• **Questions**:
**a.** Decide whether each statement agrees with the book review below. Answer yes or no for each, and quote the deciding words of the review.
(i) After Troy is arrested, his son is given to his mother-in-law.
(ii) Judy lets Troy see his son on a regular schedule.
(iii) As a small boy, Jonah is raised by his father and grandmother.
**b.** Answer these questions using the book review below.
(i) How long is Troy placed under house arrest?
(ii) What kind of dog mauls Jonah?
(iii) To which city does Jonah move?
**c.** Continue the book review below, picking up right after its last sentence.

• **Given passage**:
::::::::::

I’ve Been Reading: You Remind Me of Me
Troy Timmens is a hard-luck soul. His ex-wife was a hard-core drug addict, and ran off, leaving him with their son, Loomis, a steady, serious, well-behaved little boy. Troy supplements his income working as a bartender with a modest amount of drug selling. When he’s busted one night, his son is given to his mother-in-law, Judy, and he’s placed under house arrest for a year. Judy despises Troy and will not allow him any contact with his son. Troy fears he will not be able to regain custody.
Jonah Dolye is a much harder-luck soul. As a small boy being raised by his ancient grandfather and mentally ill mother, Nora Doyle, Jonah is severely mauled by the family’s Doberman. Years later, after his mother’s suicide, Jonah moves to Chicago with few job skills and fewer social skills, to earn a degree and try to make some social connections. When he fails on both counts, he hires an agency to locate his half-brother, given up for adoption by his mother in the ’60s, in hopes that the biological link will somehow provide him with family.

::::::::::

• **Data section**:
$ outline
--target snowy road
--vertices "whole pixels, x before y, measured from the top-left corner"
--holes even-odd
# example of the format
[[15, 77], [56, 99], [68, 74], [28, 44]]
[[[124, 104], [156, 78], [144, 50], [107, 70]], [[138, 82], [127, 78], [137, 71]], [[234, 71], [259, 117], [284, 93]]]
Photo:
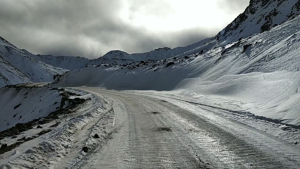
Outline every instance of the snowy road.
[[[78, 168], [297, 168], [300, 149], [203, 109], [161, 96], [80, 89], [113, 101], [115, 125]], [[77, 167], [77, 168], [76, 168]]]

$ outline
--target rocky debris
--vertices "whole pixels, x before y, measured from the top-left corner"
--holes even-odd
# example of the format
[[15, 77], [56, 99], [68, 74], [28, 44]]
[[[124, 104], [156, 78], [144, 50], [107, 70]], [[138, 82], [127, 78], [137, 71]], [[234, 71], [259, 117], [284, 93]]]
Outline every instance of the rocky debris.
[[7, 147], [7, 144], [1, 144], [1, 147], [0, 148], [0, 149], [3, 149]]
[[55, 124], [54, 124], [52, 125], [51, 126], [50, 126], [50, 127], [57, 127], [57, 126], [58, 126], [58, 125], [59, 125], [60, 124], [60, 122], [57, 122], [57, 123]]
[[291, 129], [291, 128], [288, 127], [284, 127], [281, 128], [281, 130], [283, 130], [284, 131], [287, 131], [288, 130], [290, 130]]
[[172, 130], [171, 129], [171, 128], [170, 127], [160, 127], [158, 129], [158, 130], [159, 131], [166, 131], [170, 132], [172, 131]]
[[88, 148], [87, 147], [83, 147], [82, 148], [82, 150], [84, 152], [88, 152]]
[[59, 74], [57, 74], [53, 75], [53, 80], [55, 80], [56, 79], [57, 77], [60, 77], [62, 76], [62, 75]]
[[52, 116], [50, 116], [50, 118], [56, 119], [58, 119], [59, 118], [58, 117], [58, 116], [57, 116], [56, 115], [52, 115]]
[[49, 133], [51, 131], [52, 131], [52, 130], [51, 129], [49, 129], [48, 130], [43, 130], [38, 133], [38, 135], [39, 136], [41, 136], [44, 134], [46, 134], [46, 133]]
[[200, 54], [202, 54], [204, 52], [208, 52], [209, 51], [209, 50], [207, 49], [203, 49], [201, 50], [201, 51], [200, 51]]
[[36, 153], [38, 152], [37, 150], [33, 149], [29, 149], [25, 152], [26, 154], [29, 154], [30, 153]]
[[17, 140], [17, 141], [22, 141], [22, 140], [25, 140], [26, 139], [26, 137], [22, 137], [22, 138], [21, 138], [18, 139], [18, 140]]
[[10, 132], [12, 134], [15, 135], [18, 134], [20, 134], [20, 133], [19, 132], [19, 130], [17, 129], [14, 129]]
[[14, 110], [15, 109], [16, 109], [16, 108], [17, 108], [18, 107], [20, 107], [20, 106], [21, 106], [22, 105], [22, 104], [21, 104], [21, 103], [20, 103], [20, 104], [19, 104], [17, 105], [16, 106], [14, 107]]
[[14, 134], [12, 134], [11, 133], [5, 133], [5, 135], [7, 137], [13, 137]]
[[170, 66], [171, 66], [171, 65], [172, 65], [174, 64], [175, 64], [175, 63], [174, 63], [174, 62], [170, 62], [168, 63], [166, 65], [166, 67], [167, 68], [168, 67], [169, 67]]
[[94, 137], [95, 138], [100, 138], [100, 137], [97, 134], [95, 134], [95, 135], [94, 135]]
[[247, 49], [248, 49], [248, 48], [249, 47], [251, 46], [251, 45], [252, 45], [252, 44], [249, 44], [248, 45], [244, 45], [244, 46], [243, 47], [244, 47], [244, 50], [243, 51], [243, 52], [244, 52], [245, 51], [246, 51], [246, 50], [247, 50]]

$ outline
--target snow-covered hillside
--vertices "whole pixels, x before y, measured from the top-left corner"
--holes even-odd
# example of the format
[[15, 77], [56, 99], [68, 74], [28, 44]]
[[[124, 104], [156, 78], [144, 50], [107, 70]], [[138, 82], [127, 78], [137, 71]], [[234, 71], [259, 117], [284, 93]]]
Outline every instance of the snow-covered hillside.
[[51, 81], [67, 70], [37, 60], [0, 37], [0, 86], [7, 84]]
[[217, 35], [222, 44], [267, 31], [299, 14], [298, 0], [251, 0], [249, 6]]
[[145, 53], [129, 54], [120, 50], [110, 51], [102, 57], [89, 60], [80, 57], [35, 55], [26, 51], [36, 59], [55, 67], [73, 70], [87, 64], [123, 65], [148, 59], [161, 60], [180, 57], [211, 50], [246, 38], [250, 35], [267, 31], [295, 18], [300, 11], [297, 0], [251, 0], [245, 11], [216, 36], [184, 47], [160, 48]]
[[18, 123], [47, 116], [60, 108], [62, 93], [49, 87], [8, 86], [1, 88], [0, 131]]
[[[292, 2], [284, 2], [290, 6]], [[201, 97], [217, 96], [235, 101], [233, 105], [238, 104], [241, 110], [299, 125], [299, 25], [297, 16], [268, 31], [206, 52], [85, 68], [66, 74], [53, 85], [177, 89]], [[198, 97], [194, 101], [203, 100]], [[237, 108], [233, 105], [231, 108]]]
[[79, 56], [56, 56], [51, 55], [35, 55], [25, 49], [22, 50], [36, 60], [55, 67], [68, 70], [74, 70], [84, 68], [90, 61], [88, 59]]
[[[69, 70], [74, 70], [85, 67], [87, 65], [108, 64], [123, 65], [142, 60], [160, 60], [174, 56], [186, 55], [193, 52], [199, 52], [204, 49], [212, 48], [216, 41], [212, 38], [201, 41], [184, 47], [178, 47], [171, 49], [168, 47], [159, 48], [146, 53], [129, 54], [121, 50], [110, 51], [101, 57], [90, 60], [79, 56], [55, 56], [51, 55], [35, 55], [22, 50], [24, 52], [35, 59], [52, 66]], [[209, 40], [211, 43], [206, 44]]]

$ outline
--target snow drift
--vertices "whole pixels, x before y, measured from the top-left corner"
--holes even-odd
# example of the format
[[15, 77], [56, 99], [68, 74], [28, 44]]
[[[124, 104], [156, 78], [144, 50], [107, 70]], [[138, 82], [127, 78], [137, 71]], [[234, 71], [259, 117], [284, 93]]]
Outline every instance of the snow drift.
[[62, 92], [50, 87], [7, 86], [0, 90], [0, 131], [46, 116], [60, 108]]

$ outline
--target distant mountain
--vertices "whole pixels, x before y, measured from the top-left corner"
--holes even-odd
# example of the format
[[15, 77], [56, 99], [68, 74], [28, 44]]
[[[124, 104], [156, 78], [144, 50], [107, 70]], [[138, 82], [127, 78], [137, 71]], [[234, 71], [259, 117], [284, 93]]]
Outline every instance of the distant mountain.
[[[184, 47], [178, 47], [173, 49], [168, 47], [159, 48], [145, 53], [129, 54], [121, 50], [112, 50], [101, 57], [90, 60], [79, 56], [55, 56], [51, 55], [35, 55], [26, 50], [25, 53], [35, 59], [55, 67], [69, 70], [74, 70], [84, 67], [88, 64], [96, 65], [108, 64], [112, 65], [122, 65], [141, 60], [161, 60], [185, 53], [195, 48], [199, 51], [202, 48], [199, 48], [211, 38], [207, 38], [200, 42]], [[212, 46], [211, 44], [209, 45]]]
[[[185, 100], [192, 96], [193, 102], [222, 105], [234, 110], [230, 111], [233, 114], [266, 117], [298, 128], [299, 4], [293, 0], [251, 1], [244, 13], [214, 37], [188, 46], [188, 50], [187, 47], [169, 50], [168, 53], [176, 49], [185, 51], [175, 57], [89, 66], [64, 74], [52, 85], [176, 89]], [[130, 55], [126, 57], [134, 59]]]
[[251, 0], [249, 6], [216, 36], [220, 44], [237, 41], [269, 30], [294, 18], [300, 11], [298, 0]]
[[26, 53], [36, 59], [54, 66], [73, 70], [87, 64], [128, 64], [148, 59], [160, 60], [180, 57], [211, 50], [238, 41], [243, 37], [266, 31], [298, 15], [298, 0], [251, 0], [249, 6], [231, 23], [214, 37], [184, 47], [159, 48], [150, 52], [129, 54], [120, 50], [110, 51], [102, 57], [90, 60], [78, 57], [35, 55]]
[[[158, 60], [202, 53], [204, 51], [224, 47], [248, 38], [250, 35], [268, 31], [294, 18], [299, 14], [299, 11], [300, 2], [298, 0], [251, 0], [244, 12], [214, 37], [185, 47], [172, 49], [160, 48], [143, 53], [129, 54], [120, 50], [113, 50], [92, 60], [78, 56], [35, 55], [25, 50], [20, 50], [2, 38], [0, 50], [2, 52], [2, 59], [11, 64], [8, 65], [8, 68], [17, 70], [11, 68], [14, 66], [21, 71], [17, 73], [15, 71], [13, 71], [13, 73], [8, 71], [11, 72], [10, 75], [7, 76], [2, 73], [0, 76], [3, 77], [2, 80], [6, 81], [6, 83], [9, 83], [8, 80], [13, 79], [9, 77], [10, 76], [14, 77], [15, 76], [13, 74], [21, 74], [22, 72], [27, 78], [23, 76], [19, 78], [24, 79], [24, 81], [28, 81], [26, 79], [34, 82], [44, 81], [52, 80], [52, 74], [62, 73], [67, 70], [82, 68], [88, 64], [122, 65], [142, 60]], [[2, 61], [2, 65], [6, 64], [5, 62]], [[19, 80], [16, 80], [19, 81]]]
[[0, 37], [0, 87], [51, 81], [53, 75], [67, 71], [36, 60]]

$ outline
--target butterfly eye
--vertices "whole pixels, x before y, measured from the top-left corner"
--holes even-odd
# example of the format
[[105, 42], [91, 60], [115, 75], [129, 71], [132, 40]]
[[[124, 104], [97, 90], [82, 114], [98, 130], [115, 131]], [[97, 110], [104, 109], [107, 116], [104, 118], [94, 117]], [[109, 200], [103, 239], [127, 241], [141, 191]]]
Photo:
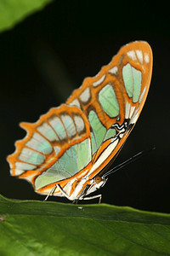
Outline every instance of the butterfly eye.
[[98, 184], [101, 182], [101, 177], [99, 176], [96, 176], [95, 177], [95, 183]]

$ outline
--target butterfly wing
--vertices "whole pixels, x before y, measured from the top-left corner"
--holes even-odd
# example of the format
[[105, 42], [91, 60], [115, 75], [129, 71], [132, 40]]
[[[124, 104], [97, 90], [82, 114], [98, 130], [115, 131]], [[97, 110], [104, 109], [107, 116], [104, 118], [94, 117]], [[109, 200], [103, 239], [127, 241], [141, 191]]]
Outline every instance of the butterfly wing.
[[[21, 123], [26, 136], [8, 157], [11, 175], [28, 180], [38, 193], [48, 194], [58, 183], [77, 198], [77, 181], [86, 176], [80, 195], [122, 147], [144, 106], [151, 71], [147, 43], [122, 47], [66, 104], [51, 108], [35, 124]], [[64, 196], [60, 189], [54, 195]]]
[[150, 88], [152, 51], [146, 42], [122, 47], [94, 78], [87, 78], [66, 102], [90, 124], [93, 178], [117, 154], [135, 125]]
[[90, 130], [81, 109], [63, 104], [37, 122], [20, 126], [26, 136], [8, 157], [10, 173], [31, 183], [37, 192], [48, 194], [57, 182], [63, 187], [84, 167], [90, 168]]

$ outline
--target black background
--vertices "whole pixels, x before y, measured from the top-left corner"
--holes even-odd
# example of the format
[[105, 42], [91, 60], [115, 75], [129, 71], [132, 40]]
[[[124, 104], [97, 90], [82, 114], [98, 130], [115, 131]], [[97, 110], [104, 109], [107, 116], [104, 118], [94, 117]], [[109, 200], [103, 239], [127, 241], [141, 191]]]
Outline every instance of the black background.
[[110, 176], [101, 189], [102, 201], [170, 212], [170, 32], [168, 7], [156, 3], [153, 6], [149, 1], [55, 1], [0, 34], [2, 195], [44, 198], [26, 181], [9, 175], [6, 157], [14, 151], [14, 141], [26, 134], [18, 124], [35, 122], [51, 107], [64, 102], [85, 77], [94, 76], [123, 44], [146, 40], [154, 55], [150, 90], [113, 166], [141, 150], [153, 146], [156, 149]]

::::::::::

• **Answer section**:
**a.**
(i) Yes: "his son is given to his mother-in-law, Judy"
(ii) No: "will not allow him any contact with his son"
(iii) No: "being raised by his ancient grandfather and mentally ill mother"

**b.**
(i) A year
(ii) A Doberman (the family's)
(iii) Chicago

**c.**
Dan Chaon’s You Remind Me of Me is about connections, both forged and forced, and about the difficulty of jolting our lives out of a track. It is a very good book, particularly in the carefully drawn characters, but after finishing it, I was struck with how little humor there is in it. At all. Not that that’s a bad thing, necessarily, but it’s just surprising to me – you rarely see a book that so steadily refrains from even a single moment of wryness or sarcasm. Both Jonah and Troy get one hard knock after another, but neither of them ever displays a tint of self-aware levity about it all. Chaon’s book questions whether nature or circumstances contributes more to our fate, but perhaps the biggest shared characteristic of Troy and Jonah is their utter inability to step outside themselves for a minute.